→ TASK ITEM: Go through the data below and copy each line that includes "hobnail".

→ TASK INPUT:
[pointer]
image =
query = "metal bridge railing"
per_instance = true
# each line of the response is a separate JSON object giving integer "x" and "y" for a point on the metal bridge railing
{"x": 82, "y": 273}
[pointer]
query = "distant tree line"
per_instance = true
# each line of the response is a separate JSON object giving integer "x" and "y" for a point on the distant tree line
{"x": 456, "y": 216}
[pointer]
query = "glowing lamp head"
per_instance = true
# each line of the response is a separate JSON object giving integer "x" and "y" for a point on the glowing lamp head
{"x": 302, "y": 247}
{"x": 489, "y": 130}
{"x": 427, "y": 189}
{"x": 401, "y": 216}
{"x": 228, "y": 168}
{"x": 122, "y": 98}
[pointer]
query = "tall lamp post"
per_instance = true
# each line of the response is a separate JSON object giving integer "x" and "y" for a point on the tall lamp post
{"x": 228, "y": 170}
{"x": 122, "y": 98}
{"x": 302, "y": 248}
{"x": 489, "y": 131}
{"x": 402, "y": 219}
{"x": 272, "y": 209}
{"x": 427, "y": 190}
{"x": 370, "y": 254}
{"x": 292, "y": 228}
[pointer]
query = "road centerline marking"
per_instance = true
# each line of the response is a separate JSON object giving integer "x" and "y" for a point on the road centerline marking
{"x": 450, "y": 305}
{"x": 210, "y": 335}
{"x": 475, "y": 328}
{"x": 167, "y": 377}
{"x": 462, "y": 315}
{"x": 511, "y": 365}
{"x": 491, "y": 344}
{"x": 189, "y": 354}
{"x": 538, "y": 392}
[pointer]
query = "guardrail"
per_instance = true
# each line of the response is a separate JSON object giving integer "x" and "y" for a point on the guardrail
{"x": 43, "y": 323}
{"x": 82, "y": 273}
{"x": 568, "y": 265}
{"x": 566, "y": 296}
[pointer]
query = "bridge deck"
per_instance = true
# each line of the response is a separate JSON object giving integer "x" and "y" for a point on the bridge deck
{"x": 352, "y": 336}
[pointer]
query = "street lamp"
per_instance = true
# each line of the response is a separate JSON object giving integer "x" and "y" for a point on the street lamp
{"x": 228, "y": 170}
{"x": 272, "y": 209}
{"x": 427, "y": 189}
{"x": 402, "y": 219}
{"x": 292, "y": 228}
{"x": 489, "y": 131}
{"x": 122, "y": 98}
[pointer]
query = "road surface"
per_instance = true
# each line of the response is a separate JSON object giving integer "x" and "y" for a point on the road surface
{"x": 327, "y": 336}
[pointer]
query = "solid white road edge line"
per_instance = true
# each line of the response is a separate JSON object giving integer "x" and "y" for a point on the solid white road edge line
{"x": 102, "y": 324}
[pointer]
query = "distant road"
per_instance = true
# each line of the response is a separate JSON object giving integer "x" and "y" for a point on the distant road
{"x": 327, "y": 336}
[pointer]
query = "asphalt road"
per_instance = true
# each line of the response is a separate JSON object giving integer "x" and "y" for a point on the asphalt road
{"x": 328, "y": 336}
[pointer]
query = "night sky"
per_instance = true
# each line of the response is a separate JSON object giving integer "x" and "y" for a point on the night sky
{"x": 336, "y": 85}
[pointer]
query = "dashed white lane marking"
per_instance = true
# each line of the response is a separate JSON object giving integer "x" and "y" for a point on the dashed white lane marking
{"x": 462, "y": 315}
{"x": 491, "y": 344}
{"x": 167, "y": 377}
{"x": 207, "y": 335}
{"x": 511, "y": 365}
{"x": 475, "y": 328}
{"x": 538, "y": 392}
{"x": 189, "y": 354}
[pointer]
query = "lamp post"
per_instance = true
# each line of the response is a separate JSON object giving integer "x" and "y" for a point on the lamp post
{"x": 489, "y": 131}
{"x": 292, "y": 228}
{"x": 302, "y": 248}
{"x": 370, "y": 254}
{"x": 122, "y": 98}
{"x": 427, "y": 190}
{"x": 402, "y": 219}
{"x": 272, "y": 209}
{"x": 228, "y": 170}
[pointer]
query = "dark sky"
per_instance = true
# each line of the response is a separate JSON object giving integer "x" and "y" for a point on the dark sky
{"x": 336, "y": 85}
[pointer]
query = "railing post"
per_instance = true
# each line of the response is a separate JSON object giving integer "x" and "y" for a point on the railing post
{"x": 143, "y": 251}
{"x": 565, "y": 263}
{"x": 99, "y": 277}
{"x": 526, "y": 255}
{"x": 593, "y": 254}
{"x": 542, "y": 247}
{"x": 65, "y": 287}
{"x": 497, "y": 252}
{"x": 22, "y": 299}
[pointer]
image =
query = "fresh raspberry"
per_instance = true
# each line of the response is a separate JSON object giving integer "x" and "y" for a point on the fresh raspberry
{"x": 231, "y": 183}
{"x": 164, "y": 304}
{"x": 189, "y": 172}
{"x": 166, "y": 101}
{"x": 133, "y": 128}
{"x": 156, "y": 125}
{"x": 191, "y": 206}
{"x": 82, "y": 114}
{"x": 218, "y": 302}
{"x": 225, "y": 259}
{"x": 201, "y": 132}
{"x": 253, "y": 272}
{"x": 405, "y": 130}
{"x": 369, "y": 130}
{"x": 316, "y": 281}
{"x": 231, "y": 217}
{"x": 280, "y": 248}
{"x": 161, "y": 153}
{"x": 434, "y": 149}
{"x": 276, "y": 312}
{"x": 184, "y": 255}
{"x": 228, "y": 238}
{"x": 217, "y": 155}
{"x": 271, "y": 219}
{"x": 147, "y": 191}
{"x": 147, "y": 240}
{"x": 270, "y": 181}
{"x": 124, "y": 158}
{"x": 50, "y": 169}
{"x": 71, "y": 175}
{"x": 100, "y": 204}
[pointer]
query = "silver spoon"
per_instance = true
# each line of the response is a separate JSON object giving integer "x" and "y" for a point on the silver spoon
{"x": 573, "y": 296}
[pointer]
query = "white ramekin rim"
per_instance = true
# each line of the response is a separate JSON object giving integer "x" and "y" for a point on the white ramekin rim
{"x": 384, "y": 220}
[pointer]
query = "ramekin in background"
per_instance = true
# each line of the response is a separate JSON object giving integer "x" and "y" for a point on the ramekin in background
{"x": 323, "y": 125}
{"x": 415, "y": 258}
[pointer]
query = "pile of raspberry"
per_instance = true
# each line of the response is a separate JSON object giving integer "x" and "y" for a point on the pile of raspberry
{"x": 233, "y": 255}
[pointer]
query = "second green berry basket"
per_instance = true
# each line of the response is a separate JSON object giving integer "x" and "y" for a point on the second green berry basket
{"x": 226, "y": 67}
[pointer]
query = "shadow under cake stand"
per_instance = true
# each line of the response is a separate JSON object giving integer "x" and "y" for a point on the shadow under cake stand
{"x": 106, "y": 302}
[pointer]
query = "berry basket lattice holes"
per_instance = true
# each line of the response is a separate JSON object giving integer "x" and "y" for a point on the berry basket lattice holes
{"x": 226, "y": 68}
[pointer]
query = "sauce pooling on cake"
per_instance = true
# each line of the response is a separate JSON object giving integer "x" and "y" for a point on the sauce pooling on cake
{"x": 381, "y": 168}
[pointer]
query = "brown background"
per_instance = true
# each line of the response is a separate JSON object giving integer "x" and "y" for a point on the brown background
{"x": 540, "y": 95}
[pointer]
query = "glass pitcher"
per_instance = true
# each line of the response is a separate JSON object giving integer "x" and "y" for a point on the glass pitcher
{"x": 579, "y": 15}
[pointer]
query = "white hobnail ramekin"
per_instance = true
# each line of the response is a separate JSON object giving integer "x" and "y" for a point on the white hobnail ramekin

→ RESULT BELOW:
query = "white hobnail ramekin"
# each line of the response is a separate JSON object giving integer "x" and "y" for a point on the white hobnail ramekin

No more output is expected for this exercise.